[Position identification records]
________________________

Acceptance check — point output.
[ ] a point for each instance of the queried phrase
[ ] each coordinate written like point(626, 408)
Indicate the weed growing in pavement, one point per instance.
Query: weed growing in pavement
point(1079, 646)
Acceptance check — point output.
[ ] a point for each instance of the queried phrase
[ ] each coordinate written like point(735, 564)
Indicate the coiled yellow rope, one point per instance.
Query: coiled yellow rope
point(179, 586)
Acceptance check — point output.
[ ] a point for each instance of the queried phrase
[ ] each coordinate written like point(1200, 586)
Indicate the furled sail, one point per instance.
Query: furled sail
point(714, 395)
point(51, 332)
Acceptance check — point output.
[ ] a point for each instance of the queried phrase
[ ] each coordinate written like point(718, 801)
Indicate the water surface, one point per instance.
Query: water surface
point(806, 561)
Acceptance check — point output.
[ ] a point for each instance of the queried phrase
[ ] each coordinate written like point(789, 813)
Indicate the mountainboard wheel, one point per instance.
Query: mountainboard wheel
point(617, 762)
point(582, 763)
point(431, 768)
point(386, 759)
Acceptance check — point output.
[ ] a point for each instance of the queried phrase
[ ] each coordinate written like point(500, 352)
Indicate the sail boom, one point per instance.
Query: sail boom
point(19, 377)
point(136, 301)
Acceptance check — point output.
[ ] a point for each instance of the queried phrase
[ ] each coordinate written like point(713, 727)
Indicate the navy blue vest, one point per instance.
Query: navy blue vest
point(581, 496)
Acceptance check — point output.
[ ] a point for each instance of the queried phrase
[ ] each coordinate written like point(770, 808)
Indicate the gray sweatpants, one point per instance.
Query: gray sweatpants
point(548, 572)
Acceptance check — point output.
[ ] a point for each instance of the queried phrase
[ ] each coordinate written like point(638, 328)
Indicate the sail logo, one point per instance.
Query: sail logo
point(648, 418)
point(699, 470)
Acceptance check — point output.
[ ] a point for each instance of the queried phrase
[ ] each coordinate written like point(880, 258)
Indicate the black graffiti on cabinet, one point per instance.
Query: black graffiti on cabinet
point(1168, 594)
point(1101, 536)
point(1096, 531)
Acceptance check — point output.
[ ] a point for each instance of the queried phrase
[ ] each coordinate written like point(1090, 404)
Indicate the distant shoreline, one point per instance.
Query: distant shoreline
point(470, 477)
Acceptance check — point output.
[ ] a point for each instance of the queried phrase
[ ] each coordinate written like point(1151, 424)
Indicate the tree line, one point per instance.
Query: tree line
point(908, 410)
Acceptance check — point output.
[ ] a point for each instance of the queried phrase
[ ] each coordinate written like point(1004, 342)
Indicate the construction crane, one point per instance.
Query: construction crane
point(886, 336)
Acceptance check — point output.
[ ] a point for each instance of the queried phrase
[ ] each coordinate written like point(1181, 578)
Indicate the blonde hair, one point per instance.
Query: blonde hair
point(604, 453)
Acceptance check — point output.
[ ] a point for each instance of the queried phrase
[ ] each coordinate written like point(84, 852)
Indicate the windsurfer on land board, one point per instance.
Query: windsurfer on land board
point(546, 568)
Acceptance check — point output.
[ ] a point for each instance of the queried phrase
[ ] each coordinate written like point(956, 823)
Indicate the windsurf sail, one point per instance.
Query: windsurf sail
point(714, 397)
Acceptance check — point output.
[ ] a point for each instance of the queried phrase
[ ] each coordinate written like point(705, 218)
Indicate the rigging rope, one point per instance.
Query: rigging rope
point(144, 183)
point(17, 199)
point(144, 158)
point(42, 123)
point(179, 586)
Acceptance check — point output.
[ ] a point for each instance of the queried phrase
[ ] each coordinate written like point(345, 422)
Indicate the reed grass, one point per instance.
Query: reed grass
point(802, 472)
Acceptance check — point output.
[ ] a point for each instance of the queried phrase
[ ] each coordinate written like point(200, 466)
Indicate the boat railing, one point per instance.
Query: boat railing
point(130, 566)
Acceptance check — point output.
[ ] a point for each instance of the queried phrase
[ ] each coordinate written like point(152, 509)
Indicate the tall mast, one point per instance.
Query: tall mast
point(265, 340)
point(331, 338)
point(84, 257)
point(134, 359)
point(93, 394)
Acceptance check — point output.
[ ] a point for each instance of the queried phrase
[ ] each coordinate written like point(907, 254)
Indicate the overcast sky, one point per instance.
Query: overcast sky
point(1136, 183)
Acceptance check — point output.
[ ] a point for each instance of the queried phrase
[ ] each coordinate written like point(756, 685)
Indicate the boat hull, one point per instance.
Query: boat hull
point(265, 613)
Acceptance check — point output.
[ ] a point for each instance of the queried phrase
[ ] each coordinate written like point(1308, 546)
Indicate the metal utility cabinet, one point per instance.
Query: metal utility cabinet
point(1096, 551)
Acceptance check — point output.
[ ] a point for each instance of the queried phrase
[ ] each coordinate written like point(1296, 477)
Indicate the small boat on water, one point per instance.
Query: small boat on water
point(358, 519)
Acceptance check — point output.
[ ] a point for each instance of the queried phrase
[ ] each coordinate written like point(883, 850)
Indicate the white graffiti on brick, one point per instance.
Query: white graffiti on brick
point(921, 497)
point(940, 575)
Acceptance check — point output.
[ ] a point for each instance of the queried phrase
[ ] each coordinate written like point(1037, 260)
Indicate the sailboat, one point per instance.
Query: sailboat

________________________

§ **What you should do**
Write out the data again, exactly and in full.

§ **Correct output**
Acceptance check — point output.
[ ] a point for each instance of the queried phrase
[ ] each coordinate written like point(626, 408)
Indicate the weed growing in pavement, one point per instance.
Query: weed growing in pavement
point(1079, 646)
Acceptance check — point output.
[ ] a point for each instance of the queried phrase
[ ] each coordinate written like point(735, 564)
Indicate the coiled yellow rope, one point per instance.
Query: coiled yellow rope
point(179, 586)
Acceptance check — point output.
[ ] a point for each instance of the queried phrase
[ ] each coordinate written like point(1200, 586)
Indicate the furled sail, one point per instance.
Query: furled sail
point(714, 395)
point(51, 332)
Acceptance check — point output.
[ ] a point for each instance of the queried phrase
[ ] each coordinate written like point(718, 801)
Indicate the water surface, one point per instance.
Query: water surface
point(806, 561)
Acceptance check — point output.
[ ] a point for each instance of the queried phrase
[ ] each coordinate written like point(789, 813)
Indicate the mountainboard wheel, one point per instance.
Query: mountainboard wheel
point(617, 762)
point(582, 763)
point(431, 768)
point(386, 759)
Acceptance check — point output.
[ ] a point for each instance of the queried phrase
[ ] each coordinate written like point(500, 352)
Indicate the sail boom, one point per instance.
Query: sail boom
point(19, 377)
point(136, 301)
Acceptance check — point output.
[ ] a point for each instance of the queried phrase
[ ] each coordinate written like point(713, 727)
Indicate the navy blue vest, one point per instance.
Query: navy blue vest
point(581, 496)
Acceptance check — point output.
[ ] a point for each instance of the queried phrase
[ ] each coordinate written like point(770, 808)
Indicate the gray sweatpants, one point per instance.
Query: gray sweatpants
point(548, 572)
Acceptance check — point output.
[ ] a point for each instance of the queried phrase
[ ] each coordinate written like point(638, 328)
Indicate the sail logo, one point per instance.
Query: sail logo
point(648, 418)
point(699, 470)
Acceptance check — point output.
[ ] a point for each instance of the queried phrase
[ ] each coordinate written like point(880, 258)
Indicate the black graffiti on cabinet, one point per instance.
Query: black graffiti on cabinet
point(1168, 594)
point(1101, 536)
point(1096, 531)
Acceptance check — point output.
[ ] a point for each instance of the queried phrase
[ ] each coordinate written like point(1090, 404)
Indicate the distant shoreline, one point per instance.
Query: distant shoreline
point(470, 477)
Acceptance check — point output.
[ ] a point for each instance of the queried phrase
[ ] each coordinate written like point(1151, 424)
Indicate the tree line, one point per instance.
Query: tree line
point(908, 410)
Acceptance check — point output.
[ ] a point for each instance of the queried phrase
[ ] each coordinate written like point(1004, 342)
Indicate the construction crane, one point per instance.
Query: construction crane
point(886, 336)
Acceptance check — point output.
[ ] a point for each instance of the queried phrase
[ ] each coordinate written like point(1181, 578)
Indicate the blonde hair, one point per instance.
Query: blonde hair
point(604, 453)
Acceptance check — point output.
[ ] a point for each instance of the queried phrase
[ ] each coordinate written like point(84, 852)
Indicate the windsurfer on land board, one point per instance.
Query: windsurfer on land board
point(546, 568)
Acceptance check — point output.
[ ] a point for each instance of the queried phrase
[ ] each coordinate written like point(956, 823)
Indicate the windsurf sail, one point per instance.
Query: windsurf sail
point(714, 397)
Acceptance check — point output.
[ ] a point for each instance of the queried phrase
[ ] each coordinate written like point(705, 218)
Indicate the rigging rope, one point per instance.
Query: rigging rope
point(144, 183)
point(17, 199)
point(144, 158)
point(42, 123)
point(179, 586)
Acceptance check — point output.
[ ] a point for each instance of the queried phrase
[ ] each coordinate written like point(345, 422)
Indicate the reed grass, one point per instance.
Query: reed grass
point(802, 472)
Acceptance check — point output.
[ ] a point for each instance of the queried phrase
[ ] each coordinate written like point(200, 466)
Indicate the boat railing, one point per instance.
Query: boat railing
point(130, 566)
Acceptance check — point output.
[ ] a point for each instance of the queried phrase
[ ] each coordinate written like point(152, 509)
Indicate the tall mast, one point per instance.
Query: tall mast
point(265, 340)
point(331, 338)
point(84, 257)
point(134, 359)
point(93, 394)
Acceptance check — point output.
[ ] a point for each instance of the queried phrase
[ ] each coordinate written like point(907, 254)
Indicate the overcast sky, one point per instance.
Query: overcast sky
point(1136, 183)
Acceptance check — point output.
[ ] a point for each instance of the queried phrase
[ ] each coordinate written like point(756, 685)
Indicate the boat hull, one point per instance.
Query: boat hull
point(265, 613)
Acceptance check — point output.
[ ] a point for each instance of the queried phrase
[ ] each coordinate written like point(1308, 546)
Indicate the metal utility cabinet, one point per instance.
Query: metal utility cabinet
point(1096, 551)
Acceptance check — point output.
[ ] a point for each instance of the queried phrase
[ ] each coordinate written like point(1296, 477)
Indicate the small boat on water, one point per instance.
Query: small boat on water
point(358, 519)
Acceptance check — point output.
[ ] a point for each instance of the queried phrase
[ ] each coordinate written like point(883, 850)
Indicate the white graffiti on brick, one point per instance.
Query: white graffiti on brick
point(921, 497)
point(940, 575)
Acceptance check — point output.
[ ] a point for each instance of the queried phrase
[ ] each coordinate written like point(1037, 260)
Indicate the sailboat, one point per instance.
Query: sailboat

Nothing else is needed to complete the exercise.